[Start Data excerpts]

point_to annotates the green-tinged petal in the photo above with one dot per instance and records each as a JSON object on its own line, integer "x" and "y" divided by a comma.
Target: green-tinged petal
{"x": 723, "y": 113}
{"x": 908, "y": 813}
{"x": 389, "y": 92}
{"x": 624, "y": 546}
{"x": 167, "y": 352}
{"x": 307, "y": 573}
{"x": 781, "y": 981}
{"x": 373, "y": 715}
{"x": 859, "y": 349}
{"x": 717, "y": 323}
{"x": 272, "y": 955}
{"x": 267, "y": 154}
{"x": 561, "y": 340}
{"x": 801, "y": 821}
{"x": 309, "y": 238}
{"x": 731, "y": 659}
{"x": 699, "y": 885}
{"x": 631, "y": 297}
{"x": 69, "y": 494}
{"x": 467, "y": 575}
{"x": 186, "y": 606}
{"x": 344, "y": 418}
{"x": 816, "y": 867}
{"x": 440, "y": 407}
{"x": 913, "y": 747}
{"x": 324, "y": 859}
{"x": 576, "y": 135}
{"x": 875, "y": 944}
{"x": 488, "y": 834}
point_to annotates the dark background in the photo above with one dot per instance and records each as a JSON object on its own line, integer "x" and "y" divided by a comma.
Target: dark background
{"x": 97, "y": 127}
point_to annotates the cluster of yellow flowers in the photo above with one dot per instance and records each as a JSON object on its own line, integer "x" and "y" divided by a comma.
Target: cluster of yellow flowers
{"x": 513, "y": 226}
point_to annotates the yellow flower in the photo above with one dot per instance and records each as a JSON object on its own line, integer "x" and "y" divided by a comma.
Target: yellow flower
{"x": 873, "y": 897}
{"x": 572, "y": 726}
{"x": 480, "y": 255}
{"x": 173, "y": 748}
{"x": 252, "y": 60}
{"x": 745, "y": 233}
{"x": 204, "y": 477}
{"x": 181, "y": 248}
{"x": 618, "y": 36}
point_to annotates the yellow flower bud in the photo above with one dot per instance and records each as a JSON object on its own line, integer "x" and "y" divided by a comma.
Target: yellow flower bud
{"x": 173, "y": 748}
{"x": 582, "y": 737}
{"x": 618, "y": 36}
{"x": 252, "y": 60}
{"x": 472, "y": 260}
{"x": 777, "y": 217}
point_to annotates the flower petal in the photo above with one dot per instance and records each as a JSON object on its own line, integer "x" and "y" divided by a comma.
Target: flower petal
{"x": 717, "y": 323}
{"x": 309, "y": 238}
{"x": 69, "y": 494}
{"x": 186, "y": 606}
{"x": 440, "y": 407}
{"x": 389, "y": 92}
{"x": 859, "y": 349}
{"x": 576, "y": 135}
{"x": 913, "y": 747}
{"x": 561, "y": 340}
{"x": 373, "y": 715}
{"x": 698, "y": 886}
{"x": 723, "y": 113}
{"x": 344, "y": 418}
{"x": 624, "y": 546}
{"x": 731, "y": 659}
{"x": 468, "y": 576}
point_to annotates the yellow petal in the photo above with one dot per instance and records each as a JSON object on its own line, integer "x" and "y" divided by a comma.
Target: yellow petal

[End Data excerpts]

### Task instructions
Rewrite all the items above, changing each "Target" to "Label" and leaving everything else untouched.

### Written response
point_to annotates the green-tinged petal in the photo above with one dot per instance and records each as a JSON object on its own line, integer "x" and "y" divided by a comma.
Label: green-tinged petal
{"x": 723, "y": 113}
{"x": 908, "y": 813}
{"x": 389, "y": 92}
{"x": 624, "y": 546}
{"x": 167, "y": 352}
{"x": 307, "y": 573}
{"x": 781, "y": 981}
{"x": 373, "y": 715}
{"x": 859, "y": 349}
{"x": 717, "y": 323}
{"x": 272, "y": 955}
{"x": 267, "y": 154}
{"x": 561, "y": 340}
{"x": 801, "y": 821}
{"x": 309, "y": 238}
{"x": 731, "y": 659}
{"x": 699, "y": 885}
{"x": 631, "y": 297}
{"x": 69, "y": 494}
{"x": 467, "y": 575}
{"x": 186, "y": 606}
{"x": 344, "y": 418}
{"x": 816, "y": 867}
{"x": 440, "y": 407}
{"x": 913, "y": 747}
{"x": 324, "y": 859}
{"x": 576, "y": 135}
{"x": 875, "y": 944}
{"x": 488, "y": 834}
point_to annotates the dark background in the photo above with one dot per instance and records each as a JSON object on its own line, integer "x" and "y" divided by a comma.
Label: dark background
{"x": 97, "y": 127}
point_to annotates the cluster of yellow flowers in the photo above with one dot per instance and records each as a JSON object on its own line, integer "x" and "y" divided by a comma.
Label: cluster of yellow flowers
{"x": 513, "y": 226}
point_to annotates the yellow flower in the photo above with one dot per instance and records each as a JSON object on its own line, integer "x" and "y" divided by a comma.
Label: yellow flower
{"x": 873, "y": 897}
{"x": 572, "y": 726}
{"x": 480, "y": 255}
{"x": 173, "y": 748}
{"x": 252, "y": 60}
{"x": 745, "y": 233}
{"x": 204, "y": 477}
{"x": 181, "y": 248}
{"x": 618, "y": 36}
point_to annotates the yellow flower bud in the photo above with one dot per instance and records each as a JSON object on its own line, integer "x" and "y" divided by a comma.
Label: yellow flower bud
{"x": 173, "y": 748}
{"x": 582, "y": 737}
{"x": 618, "y": 36}
{"x": 252, "y": 60}
{"x": 472, "y": 260}
{"x": 777, "y": 217}
point_to annotates the flower petal in the photo above with one dot per instance and records each as a JSON object on its own line, integer "x" and "y" divided by a comma.
Label: flower petal
{"x": 717, "y": 323}
{"x": 309, "y": 238}
{"x": 69, "y": 494}
{"x": 186, "y": 606}
{"x": 440, "y": 407}
{"x": 389, "y": 92}
{"x": 859, "y": 349}
{"x": 576, "y": 135}
{"x": 913, "y": 747}
{"x": 561, "y": 340}
{"x": 373, "y": 715}
{"x": 698, "y": 886}
{"x": 723, "y": 113}
{"x": 344, "y": 418}
{"x": 624, "y": 546}
{"x": 731, "y": 659}
{"x": 468, "y": 576}
point_to annotates the yellow petal in the photo above with one dot per instance and records each as a JSON object on its own line, integer "x" and "y" divided by a comma.
Label: yellow petal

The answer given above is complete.